-- Start of Extract to read --

I shall be reviewing this article against the Good Article criteria, following its nomination for Good Article status.


Checking against GA criteria edit

  1. It is reasonably well written.
    a (prose):  
    • The article at present, although reasonably well written, consists of a number of disjointed short paragraphs, some only one sentence long. Can you do anything to improve the flow? A little more explanatio of terms when introduced would not go amiss, either.
    • Lead: Can we do something about the single sentence at the end? This information is not in the main body of the article. The lead should summarise the whole article. Also the terms signatories and parties could do with explanation in this context, as they obviously have specialist meanings here. What is the difference between them?
    • Not sure why Investigations and Decisions are separate sections. Surely they could be combined?
    • The Optional Protocol required ten ratifications to come into force. What this actually should say is something like The Optional Protocol required ratifications from ten signatories before it came into force. You do need to sepll things out a little more. I should have to look up the text every time. This applies throughout the article, not just this one instance.
    b (MoS):  
    • Complies sufficiently, although note comments about the lead above
  2. It is factually accurate and verifiable.
    a (references):  
    • The referencing style is confusing. for instance it took me a momment to realise that OP-CEDAW referred to "Optional Protocol to the Convention on the Elimination of Discrimination against Women". Ok, you need to put the link to the Protocol in a works cited section, rather than ELs and then cite it. The same with "Report on Mexico produced by the Committee on the Elimination of Discrimination against Women under article 8 of the Optional Protocol to the Convention, and reply from the Government of Mexico". You don't need to put citations in the lead as everything there should be covered at the substantive mention in the body of the article.
    • All the referncing is to primary sources. You need to introduce facts and opinion from oputside the UN, backed by reliable third party sources.
    b (citations to reliable sources):  
    • As noted above primary sources only.
    c (OR):  
  3. It is broad in its scope.
    a (major aspects):  
    • As noted above, needs comment from outside the UN, opinions from politicians, why didn't the USA join, etc., assessment of the effect of the protocol on national law, legal opinions, comments from Human Rights groups, etc, etc. At the moment because it is all sourced from UN sources there is no real context.
    b (focused):  
  4. It follows the neutral point of view policy.
    Fair representation without bias:  
    • Hard to tell until RS from outside of the UN is introduced.
  5. It is stable.
    No edit wars etc.:  
  6. It is illustrated by images, where possible and appropriate.
    a (images are tagged and non-free images have fair use rationales):  
    b (appropriate use with suitable captions):  
  7. Overall:
    Pass/Fail:  
    • OK, on hold for seven days for above issues to be addressed. Please leave comments here. Jezhotwells (talk) 11:02, 16 December 2009 (UTC)Reply
    Fail as per note below response section. Jezhotwells (talk) 14:58, 16 December 2009 (UTC)Reply

Response edit

1.a.

  • Lead The final sentence in the lead, with information on the numbers of signatories and parties, is standard in all articles on UN human rights treaties. It is placed in the lead because it belongs there - it is essential summary information. It is not duplicated elsewhere in the article because of a desire to avoid long and boring lists of who is and is not a member, or short sections stating membership (that's what the map is for, though some articles are using infoboxes, and this one probably needs one).

-- End of Extract to read --

→ Task set:
1. List the six criteria, numbered 1 through 6, that the Good Article review checks the article against.
2. In the Good Article review, how long was the nomination first put on hold?
3. Pick up the Good Article review after its final sentence and keep writing.

-- Start of Data rows --

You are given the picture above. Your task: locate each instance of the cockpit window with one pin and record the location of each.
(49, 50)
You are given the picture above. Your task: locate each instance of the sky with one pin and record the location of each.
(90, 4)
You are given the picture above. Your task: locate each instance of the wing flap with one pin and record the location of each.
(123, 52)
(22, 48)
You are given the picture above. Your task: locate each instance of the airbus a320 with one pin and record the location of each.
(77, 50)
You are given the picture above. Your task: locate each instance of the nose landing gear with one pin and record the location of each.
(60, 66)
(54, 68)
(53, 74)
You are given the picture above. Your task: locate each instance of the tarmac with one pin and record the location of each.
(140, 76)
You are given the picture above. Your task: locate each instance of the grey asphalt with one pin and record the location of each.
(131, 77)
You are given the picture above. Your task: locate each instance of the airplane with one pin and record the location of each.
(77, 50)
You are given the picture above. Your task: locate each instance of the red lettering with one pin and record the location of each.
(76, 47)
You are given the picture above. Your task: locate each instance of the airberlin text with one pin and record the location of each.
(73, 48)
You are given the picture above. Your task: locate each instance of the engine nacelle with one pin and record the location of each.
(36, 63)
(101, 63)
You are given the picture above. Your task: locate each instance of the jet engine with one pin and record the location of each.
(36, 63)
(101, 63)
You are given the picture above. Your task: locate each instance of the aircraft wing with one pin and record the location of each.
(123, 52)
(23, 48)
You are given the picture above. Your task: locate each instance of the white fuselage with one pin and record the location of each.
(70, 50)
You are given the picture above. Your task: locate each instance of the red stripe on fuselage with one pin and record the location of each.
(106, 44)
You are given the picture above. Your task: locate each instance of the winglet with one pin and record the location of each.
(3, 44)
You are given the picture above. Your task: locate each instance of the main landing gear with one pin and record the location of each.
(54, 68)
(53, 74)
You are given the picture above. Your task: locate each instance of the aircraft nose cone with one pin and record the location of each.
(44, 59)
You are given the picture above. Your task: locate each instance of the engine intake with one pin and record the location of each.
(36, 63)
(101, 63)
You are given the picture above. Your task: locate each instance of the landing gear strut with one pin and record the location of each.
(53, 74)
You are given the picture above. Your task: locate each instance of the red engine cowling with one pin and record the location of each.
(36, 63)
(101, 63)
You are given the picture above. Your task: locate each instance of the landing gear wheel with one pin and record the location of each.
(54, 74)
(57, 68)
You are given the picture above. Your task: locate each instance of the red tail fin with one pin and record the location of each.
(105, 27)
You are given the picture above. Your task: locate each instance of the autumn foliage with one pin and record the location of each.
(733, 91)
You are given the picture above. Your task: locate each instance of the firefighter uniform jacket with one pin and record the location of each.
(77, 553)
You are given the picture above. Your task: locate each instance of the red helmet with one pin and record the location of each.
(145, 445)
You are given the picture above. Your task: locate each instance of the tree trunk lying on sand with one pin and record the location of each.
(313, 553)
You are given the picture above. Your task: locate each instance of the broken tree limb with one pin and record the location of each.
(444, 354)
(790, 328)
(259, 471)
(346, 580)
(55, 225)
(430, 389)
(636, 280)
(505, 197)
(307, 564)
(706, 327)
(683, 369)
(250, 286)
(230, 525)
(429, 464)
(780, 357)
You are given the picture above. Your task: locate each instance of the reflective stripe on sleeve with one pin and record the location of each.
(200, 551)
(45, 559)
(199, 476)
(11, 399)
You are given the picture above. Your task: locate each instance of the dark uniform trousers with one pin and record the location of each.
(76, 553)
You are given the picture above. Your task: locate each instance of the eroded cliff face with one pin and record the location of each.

-- End of Data rows --
-- Start of Data rows --

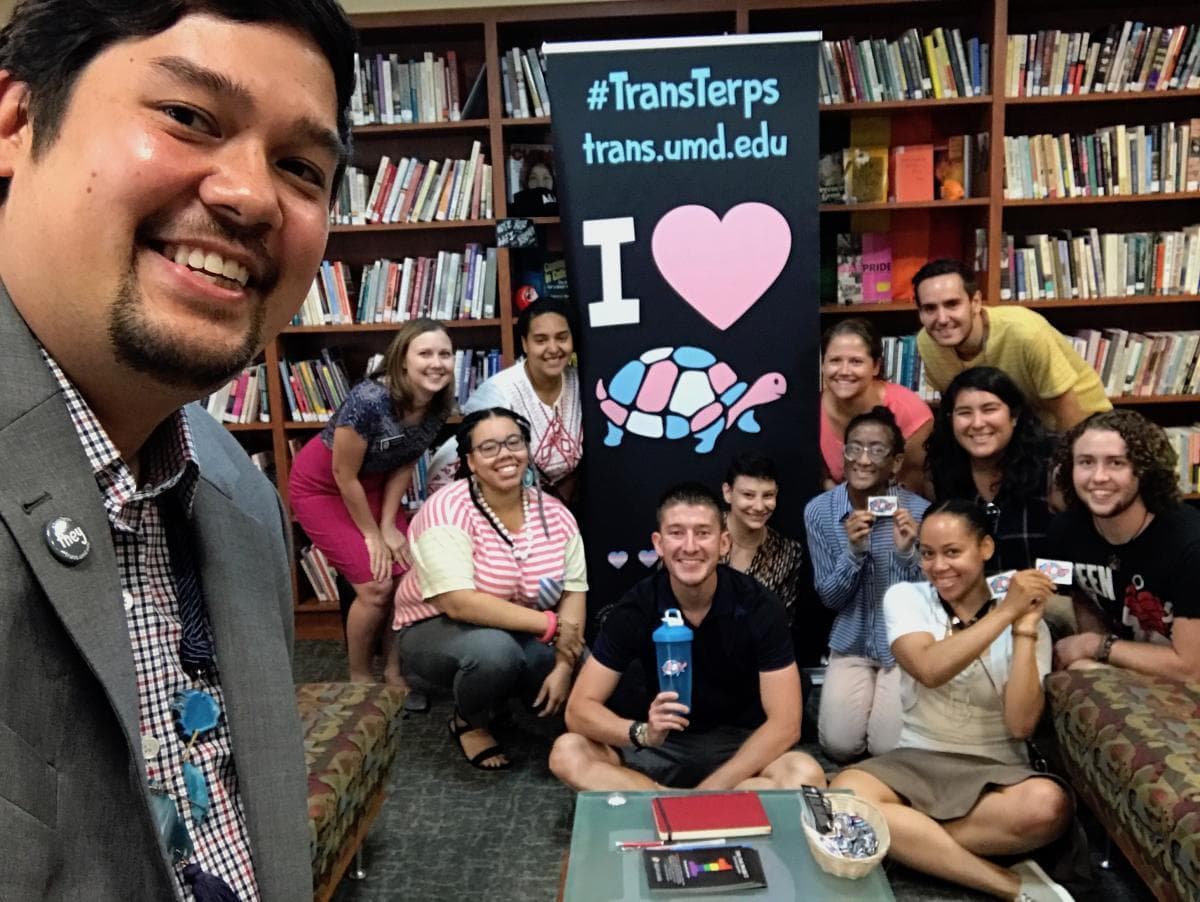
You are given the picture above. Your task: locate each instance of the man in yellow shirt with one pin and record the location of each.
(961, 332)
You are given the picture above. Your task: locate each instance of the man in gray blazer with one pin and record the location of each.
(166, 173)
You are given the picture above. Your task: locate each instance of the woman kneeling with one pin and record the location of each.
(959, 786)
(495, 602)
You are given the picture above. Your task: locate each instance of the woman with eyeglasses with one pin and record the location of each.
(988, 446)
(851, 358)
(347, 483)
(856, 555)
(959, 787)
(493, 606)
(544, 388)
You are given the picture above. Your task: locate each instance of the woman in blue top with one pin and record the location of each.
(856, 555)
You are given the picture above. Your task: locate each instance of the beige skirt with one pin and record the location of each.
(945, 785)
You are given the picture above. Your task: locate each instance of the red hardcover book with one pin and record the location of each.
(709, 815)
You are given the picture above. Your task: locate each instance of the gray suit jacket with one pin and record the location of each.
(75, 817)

-- End of Data rows --

→ Answers to the exercises:
1.
1. It is reasonably well written.
2. It is factually accurate and verifiable.
3. It is broad in its scope.
4. It follows the neutral point of view policy.
5. It is stable.
6. It is illustrated by images, where possible and appropriate.

2. Seven days.

3.
  • Terminology this is an article on a specific treaty, not an article on the basics of international law. Definitions of "signatory", "party" and "ratification" belong in the latter, not here. I have added wikilinks to the relevant articles.
  • Investigations and Decisions as noted in the lead and the summary, the OP includes both complaint and inquiry mechanisms. "Decisions" refers to the former, "Investigations" to the latter. I have changed the title of the "decisions" section and reworded the start of the "investigations" section to clarify this.
  • ratifications Ratification implies signature, therfore your suggested phrasing is redundant. However, I'll tweak it to clarify that it needed ten instruments of ratification or accession.

2.a

  • OP-CEDAW - I've used the abbreviation because "Optional Protocol to the Convention on the Elimination of All Forms of Discrimination against Women" on every reference is a bit of a mouthful. The abbreviated form is noted at its first usage, right at the top of the article, as required by moS.
  • I've moved the treaty text to the references section.
  • Report on Mexico is cited at the top of the references; generally it is acceptable to use an abbreviated form for a previously cited work. however, I've recited it with the URL at its second point of use, to save people from having to look up two inches.
  • Cites in the lead - cite early, cite often! Better to overdo it than underdo it.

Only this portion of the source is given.